____ Record list
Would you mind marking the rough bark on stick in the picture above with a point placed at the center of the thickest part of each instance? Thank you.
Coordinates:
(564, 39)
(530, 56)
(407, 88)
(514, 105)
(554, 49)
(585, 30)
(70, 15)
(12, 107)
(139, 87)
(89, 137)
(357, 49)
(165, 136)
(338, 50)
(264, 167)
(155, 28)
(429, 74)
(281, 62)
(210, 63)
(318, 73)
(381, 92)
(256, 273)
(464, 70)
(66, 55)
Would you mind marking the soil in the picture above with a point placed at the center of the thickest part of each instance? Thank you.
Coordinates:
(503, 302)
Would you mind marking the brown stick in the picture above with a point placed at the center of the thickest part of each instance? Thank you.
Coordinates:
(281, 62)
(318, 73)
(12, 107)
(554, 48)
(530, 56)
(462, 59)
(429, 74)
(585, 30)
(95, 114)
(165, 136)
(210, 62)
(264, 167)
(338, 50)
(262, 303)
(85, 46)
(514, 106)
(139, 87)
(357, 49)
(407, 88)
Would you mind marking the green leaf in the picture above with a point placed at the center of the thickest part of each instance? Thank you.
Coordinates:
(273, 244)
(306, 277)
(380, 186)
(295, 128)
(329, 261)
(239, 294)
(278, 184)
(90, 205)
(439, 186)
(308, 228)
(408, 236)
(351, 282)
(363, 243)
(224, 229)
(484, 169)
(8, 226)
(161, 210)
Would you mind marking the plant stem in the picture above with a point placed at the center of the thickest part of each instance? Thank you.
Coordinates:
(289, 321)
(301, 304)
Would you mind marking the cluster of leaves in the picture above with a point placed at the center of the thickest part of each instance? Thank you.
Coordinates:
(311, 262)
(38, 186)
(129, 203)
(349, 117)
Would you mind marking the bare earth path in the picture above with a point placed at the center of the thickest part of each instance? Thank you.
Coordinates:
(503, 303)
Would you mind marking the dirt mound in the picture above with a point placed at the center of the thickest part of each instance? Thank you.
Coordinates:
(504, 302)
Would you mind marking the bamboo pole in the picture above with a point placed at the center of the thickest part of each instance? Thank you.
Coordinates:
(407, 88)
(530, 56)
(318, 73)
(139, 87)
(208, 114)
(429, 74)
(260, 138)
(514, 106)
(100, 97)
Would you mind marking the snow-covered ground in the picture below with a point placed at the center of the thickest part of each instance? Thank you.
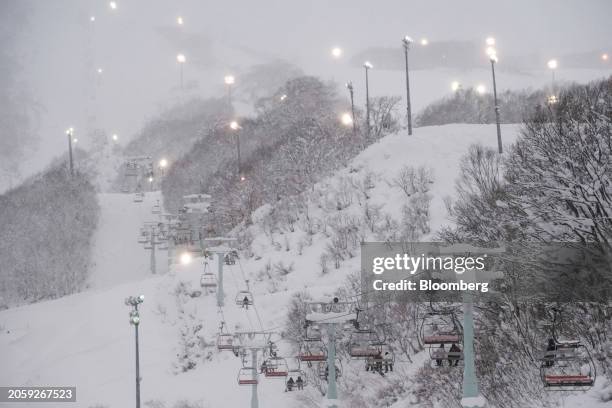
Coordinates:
(86, 339)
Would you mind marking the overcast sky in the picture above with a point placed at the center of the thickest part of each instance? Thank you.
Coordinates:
(136, 45)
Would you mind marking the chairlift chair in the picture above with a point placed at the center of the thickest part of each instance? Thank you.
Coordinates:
(364, 344)
(312, 352)
(323, 370)
(225, 341)
(293, 380)
(275, 367)
(156, 209)
(247, 376)
(244, 298)
(208, 279)
(440, 329)
(569, 367)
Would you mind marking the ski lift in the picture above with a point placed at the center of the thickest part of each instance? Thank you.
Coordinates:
(312, 352)
(247, 376)
(363, 344)
(438, 356)
(275, 367)
(313, 332)
(569, 367)
(138, 197)
(566, 365)
(296, 380)
(439, 328)
(225, 341)
(208, 279)
(244, 298)
(230, 258)
(156, 209)
(384, 359)
(143, 237)
(323, 370)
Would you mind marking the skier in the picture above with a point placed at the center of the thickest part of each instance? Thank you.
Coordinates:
(454, 349)
(290, 384)
(440, 352)
(549, 357)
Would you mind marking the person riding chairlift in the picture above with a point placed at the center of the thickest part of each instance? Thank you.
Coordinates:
(440, 352)
(549, 357)
(454, 349)
(290, 384)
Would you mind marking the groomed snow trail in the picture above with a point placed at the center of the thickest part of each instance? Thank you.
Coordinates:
(117, 256)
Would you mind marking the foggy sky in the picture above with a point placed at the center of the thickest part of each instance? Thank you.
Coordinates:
(136, 45)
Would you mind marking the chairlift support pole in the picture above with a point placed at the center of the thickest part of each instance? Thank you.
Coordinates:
(220, 295)
(471, 394)
(332, 390)
(153, 265)
(254, 397)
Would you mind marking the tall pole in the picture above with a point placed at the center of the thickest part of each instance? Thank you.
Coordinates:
(406, 41)
(153, 265)
(238, 151)
(69, 133)
(367, 67)
(332, 391)
(181, 73)
(220, 260)
(349, 86)
(254, 398)
(499, 142)
(137, 366)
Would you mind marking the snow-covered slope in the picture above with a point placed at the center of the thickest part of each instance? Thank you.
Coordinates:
(86, 340)
(117, 256)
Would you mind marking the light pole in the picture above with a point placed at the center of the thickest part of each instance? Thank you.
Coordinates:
(349, 86)
(70, 133)
(367, 66)
(236, 128)
(406, 42)
(229, 81)
(135, 321)
(553, 65)
(492, 53)
(163, 163)
(180, 58)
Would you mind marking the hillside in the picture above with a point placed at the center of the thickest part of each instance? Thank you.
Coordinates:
(95, 351)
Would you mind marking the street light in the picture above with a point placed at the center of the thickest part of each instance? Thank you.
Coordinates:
(229, 81)
(236, 127)
(180, 58)
(406, 41)
(349, 86)
(186, 258)
(346, 119)
(134, 301)
(367, 66)
(492, 53)
(70, 134)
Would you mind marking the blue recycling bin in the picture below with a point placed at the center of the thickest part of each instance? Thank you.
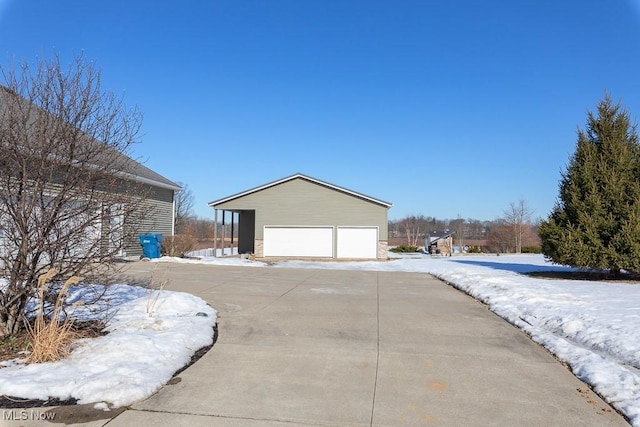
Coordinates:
(151, 244)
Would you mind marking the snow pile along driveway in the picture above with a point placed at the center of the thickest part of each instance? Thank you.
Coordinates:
(152, 334)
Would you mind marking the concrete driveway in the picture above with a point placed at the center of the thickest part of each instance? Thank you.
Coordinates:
(356, 348)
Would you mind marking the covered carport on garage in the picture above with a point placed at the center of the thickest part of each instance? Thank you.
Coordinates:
(303, 217)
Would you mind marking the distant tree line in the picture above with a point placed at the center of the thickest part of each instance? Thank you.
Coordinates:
(514, 232)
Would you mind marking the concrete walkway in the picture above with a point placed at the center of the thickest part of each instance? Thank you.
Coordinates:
(303, 347)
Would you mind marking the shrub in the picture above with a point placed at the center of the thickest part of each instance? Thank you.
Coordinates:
(405, 249)
(178, 245)
(531, 250)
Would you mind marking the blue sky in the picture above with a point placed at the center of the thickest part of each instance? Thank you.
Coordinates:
(444, 109)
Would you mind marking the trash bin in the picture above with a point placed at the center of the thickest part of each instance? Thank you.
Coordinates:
(151, 244)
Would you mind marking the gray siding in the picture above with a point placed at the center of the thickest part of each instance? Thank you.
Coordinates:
(158, 221)
(301, 202)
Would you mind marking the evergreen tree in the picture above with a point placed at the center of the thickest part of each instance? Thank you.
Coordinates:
(596, 221)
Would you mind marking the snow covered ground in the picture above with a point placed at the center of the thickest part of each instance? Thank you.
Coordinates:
(151, 335)
(592, 326)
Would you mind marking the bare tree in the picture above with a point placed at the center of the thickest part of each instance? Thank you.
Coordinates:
(518, 216)
(415, 228)
(68, 199)
(184, 209)
(500, 237)
(458, 225)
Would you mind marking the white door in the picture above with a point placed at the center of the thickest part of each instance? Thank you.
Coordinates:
(314, 242)
(357, 242)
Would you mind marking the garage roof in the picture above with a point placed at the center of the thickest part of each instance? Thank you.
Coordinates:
(306, 178)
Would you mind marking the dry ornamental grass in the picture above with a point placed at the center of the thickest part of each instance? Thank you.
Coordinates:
(50, 339)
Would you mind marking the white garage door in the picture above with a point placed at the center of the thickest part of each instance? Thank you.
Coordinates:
(357, 242)
(298, 241)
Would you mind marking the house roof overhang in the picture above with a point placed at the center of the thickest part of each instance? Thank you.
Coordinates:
(306, 178)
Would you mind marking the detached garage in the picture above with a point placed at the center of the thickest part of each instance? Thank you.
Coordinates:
(302, 217)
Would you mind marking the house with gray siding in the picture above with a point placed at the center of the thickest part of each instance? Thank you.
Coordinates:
(161, 203)
(159, 192)
(303, 217)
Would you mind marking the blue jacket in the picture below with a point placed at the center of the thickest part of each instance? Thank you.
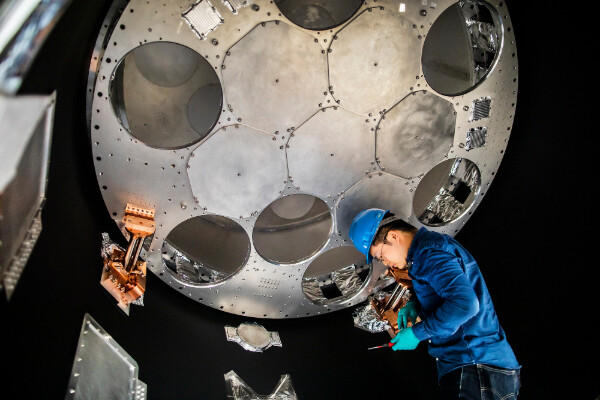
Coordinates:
(458, 316)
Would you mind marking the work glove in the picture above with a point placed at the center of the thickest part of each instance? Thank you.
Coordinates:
(409, 311)
(405, 340)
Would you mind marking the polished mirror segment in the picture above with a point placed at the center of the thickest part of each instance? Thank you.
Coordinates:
(462, 47)
(292, 228)
(335, 275)
(166, 95)
(318, 14)
(206, 249)
(447, 192)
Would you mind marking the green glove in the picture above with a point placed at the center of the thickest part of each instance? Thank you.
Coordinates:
(406, 312)
(405, 340)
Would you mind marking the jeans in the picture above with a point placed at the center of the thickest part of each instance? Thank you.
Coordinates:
(480, 382)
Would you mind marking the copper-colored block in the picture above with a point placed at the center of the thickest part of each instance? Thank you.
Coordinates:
(124, 286)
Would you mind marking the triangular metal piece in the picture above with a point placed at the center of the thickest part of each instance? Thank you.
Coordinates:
(238, 389)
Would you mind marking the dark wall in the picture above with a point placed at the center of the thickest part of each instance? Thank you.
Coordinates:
(528, 235)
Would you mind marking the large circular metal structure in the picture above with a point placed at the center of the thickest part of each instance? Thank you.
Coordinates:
(258, 129)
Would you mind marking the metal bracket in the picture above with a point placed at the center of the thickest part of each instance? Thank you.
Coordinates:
(124, 275)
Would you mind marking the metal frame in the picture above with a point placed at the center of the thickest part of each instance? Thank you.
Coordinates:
(130, 171)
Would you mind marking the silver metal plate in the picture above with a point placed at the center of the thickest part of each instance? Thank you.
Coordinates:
(378, 52)
(26, 132)
(421, 129)
(330, 152)
(249, 176)
(102, 370)
(275, 77)
(278, 77)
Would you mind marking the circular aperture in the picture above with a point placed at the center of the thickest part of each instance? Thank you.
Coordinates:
(335, 275)
(447, 192)
(284, 236)
(206, 249)
(166, 95)
(462, 47)
(318, 14)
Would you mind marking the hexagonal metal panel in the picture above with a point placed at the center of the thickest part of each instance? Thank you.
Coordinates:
(275, 77)
(237, 172)
(374, 61)
(332, 151)
(130, 171)
(378, 190)
(415, 135)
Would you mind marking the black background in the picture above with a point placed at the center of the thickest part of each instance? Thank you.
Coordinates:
(533, 236)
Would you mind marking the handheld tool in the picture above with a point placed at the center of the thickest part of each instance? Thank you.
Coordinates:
(382, 346)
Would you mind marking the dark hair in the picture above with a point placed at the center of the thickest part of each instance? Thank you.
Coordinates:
(395, 225)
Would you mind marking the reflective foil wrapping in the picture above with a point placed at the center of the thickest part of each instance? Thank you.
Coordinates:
(366, 318)
(252, 337)
(484, 36)
(190, 271)
(312, 290)
(16, 58)
(445, 206)
(238, 389)
(347, 280)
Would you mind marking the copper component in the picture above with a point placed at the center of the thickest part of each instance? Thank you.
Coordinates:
(388, 307)
(124, 276)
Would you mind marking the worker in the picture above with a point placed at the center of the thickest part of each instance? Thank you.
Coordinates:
(457, 315)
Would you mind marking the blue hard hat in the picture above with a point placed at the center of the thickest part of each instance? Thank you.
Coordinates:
(363, 229)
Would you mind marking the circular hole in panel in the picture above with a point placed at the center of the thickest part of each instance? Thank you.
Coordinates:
(335, 275)
(446, 192)
(292, 229)
(206, 249)
(461, 47)
(166, 95)
(318, 14)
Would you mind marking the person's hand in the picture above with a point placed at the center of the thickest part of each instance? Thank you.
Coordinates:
(406, 312)
(405, 340)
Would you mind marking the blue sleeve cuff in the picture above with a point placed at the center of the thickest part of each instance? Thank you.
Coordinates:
(420, 332)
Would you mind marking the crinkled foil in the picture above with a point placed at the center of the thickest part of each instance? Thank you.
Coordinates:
(237, 389)
(312, 290)
(366, 317)
(260, 340)
(108, 246)
(347, 280)
(445, 206)
(484, 36)
(190, 271)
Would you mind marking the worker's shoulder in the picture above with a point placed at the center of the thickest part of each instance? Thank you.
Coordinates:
(431, 240)
(430, 243)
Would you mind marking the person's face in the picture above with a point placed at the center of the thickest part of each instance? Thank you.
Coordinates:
(392, 252)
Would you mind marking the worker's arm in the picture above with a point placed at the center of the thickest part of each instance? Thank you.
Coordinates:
(459, 302)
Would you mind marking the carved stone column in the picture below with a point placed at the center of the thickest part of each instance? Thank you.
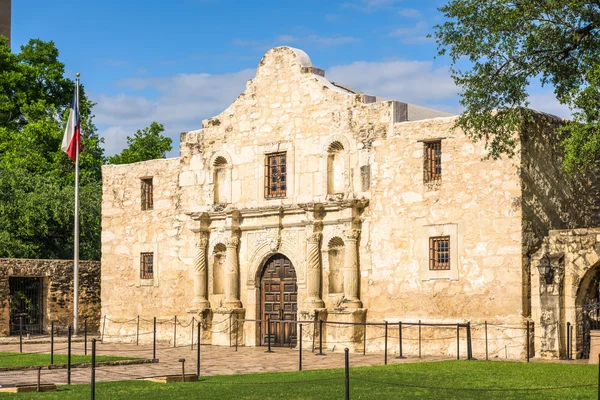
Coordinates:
(231, 274)
(200, 301)
(351, 273)
(313, 272)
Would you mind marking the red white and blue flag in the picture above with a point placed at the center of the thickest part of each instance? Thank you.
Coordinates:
(72, 138)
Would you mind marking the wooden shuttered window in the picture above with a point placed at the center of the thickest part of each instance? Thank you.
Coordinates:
(275, 175)
(432, 168)
(147, 194)
(147, 265)
(439, 253)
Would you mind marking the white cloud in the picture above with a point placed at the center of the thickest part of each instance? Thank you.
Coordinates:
(183, 101)
(410, 13)
(371, 5)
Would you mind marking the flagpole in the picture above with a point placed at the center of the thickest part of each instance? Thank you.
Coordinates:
(76, 241)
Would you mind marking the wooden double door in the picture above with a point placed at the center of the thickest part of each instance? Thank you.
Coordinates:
(279, 301)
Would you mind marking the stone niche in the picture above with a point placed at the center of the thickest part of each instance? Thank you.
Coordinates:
(56, 291)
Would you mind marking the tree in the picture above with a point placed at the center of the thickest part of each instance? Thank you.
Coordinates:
(36, 176)
(509, 43)
(146, 144)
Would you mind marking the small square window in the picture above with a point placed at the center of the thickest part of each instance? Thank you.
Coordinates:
(439, 253)
(275, 175)
(147, 265)
(432, 167)
(147, 194)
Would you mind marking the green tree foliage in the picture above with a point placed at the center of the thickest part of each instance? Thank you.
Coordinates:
(498, 47)
(146, 144)
(36, 176)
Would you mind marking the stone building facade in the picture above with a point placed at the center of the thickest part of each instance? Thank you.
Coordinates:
(47, 286)
(306, 199)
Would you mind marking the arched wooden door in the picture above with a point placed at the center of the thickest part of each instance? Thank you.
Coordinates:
(279, 301)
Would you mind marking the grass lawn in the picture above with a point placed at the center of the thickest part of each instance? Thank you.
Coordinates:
(441, 380)
(29, 359)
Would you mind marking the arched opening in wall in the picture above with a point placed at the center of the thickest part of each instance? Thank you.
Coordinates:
(587, 310)
(335, 168)
(335, 254)
(219, 268)
(279, 301)
(220, 180)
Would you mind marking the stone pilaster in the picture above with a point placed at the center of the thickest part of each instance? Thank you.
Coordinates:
(351, 273)
(313, 272)
(232, 274)
(200, 301)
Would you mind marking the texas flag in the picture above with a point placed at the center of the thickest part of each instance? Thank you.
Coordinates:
(72, 138)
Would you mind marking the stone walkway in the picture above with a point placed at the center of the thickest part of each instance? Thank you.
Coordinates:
(215, 360)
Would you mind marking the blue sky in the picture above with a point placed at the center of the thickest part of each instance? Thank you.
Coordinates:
(180, 61)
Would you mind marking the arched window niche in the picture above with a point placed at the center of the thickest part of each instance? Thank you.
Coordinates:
(336, 180)
(335, 255)
(221, 178)
(219, 268)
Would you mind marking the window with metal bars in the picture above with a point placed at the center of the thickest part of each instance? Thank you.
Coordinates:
(147, 265)
(432, 168)
(147, 194)
(275, 175)
(439, 253)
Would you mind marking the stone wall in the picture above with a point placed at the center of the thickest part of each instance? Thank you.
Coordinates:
(212, 230)
(57, 292)
(552, 199)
________
- Required work
Extract the lines above from the one containing "Would you mind marking the green tree" to the last line, both included, exactly as written.

- Task response
Would you mind marking the green tree foliage in the picture above with a point placed at the center of the thickest part of each instance? Thank you.
Coordinates:
(498, 47)
(146, 144)
(36, 176)
Would you mind marking the stone building facade in the picture above with a point placed at the center of the thickest part of each instance? Thank you.
Coordinates:
(47, 286)
(306, 199)
Would you mind marking the arched wooden door in the picture above with a point placed at the center of the thickest part of each instance? Thank you.
Coordinates:
(279, 301)
Would you mind marking the grass lawn in the picture above with a point placed at the center of the thickest part of each instance? Thank you.
Coordinates:
(441, 380)
(29, 359)
Would you mind marking the arched opening in wall in the picture above with a point placed at the center of the thickest part of each instance? Thank you.
Coordinates:
(587, 310)
(335, 168)
(335, 254)
(219, 268)
(279, 301)
(220, 180)
Would you mind marking the stone pilaster in the picture above with a point placed at the center of the thickest part of each instance? Thank you.
Coordinates:
(351, 273)
(313, 272)
(232, 274)
(200, 301)
Would you mind marking the texas flag in the picture above with a point placed at the center of the thickest part of each instance? Thank you.
Coordinates:
(72, 138)
Would you mind marking the stone walkway in the picture above with a point placed at the center of the thickest part of each instance? Thank you.
Coordinates:
(215, 360)
Would you mind marking the blue sky in the picture above with a point placed at the center of the thickest part of each instance? Thank you.
Coordinates:
(180, 61)
Would you mind marking the arched window niche in the picture above with a point placed at the center of the thickest part of each instance? Thank you.
Coordinates:
(336, 180)
(335, 255)
(221, 178)
(219, 268)
Would you mind marking the window with metal bars in the picture above with a point placed at the center of the thickest part of each instance? Thank you.
Coordinates:
(147, 265)
(432, 168)
(147, 194)
(275, 175)
(439, 253)
Would you mind marking the stone wall in the picture above with a point placed at the center of the thickest part of each instance? Thank you.
Coordinates:
(212, 230)
(57, 292)
(552, 199)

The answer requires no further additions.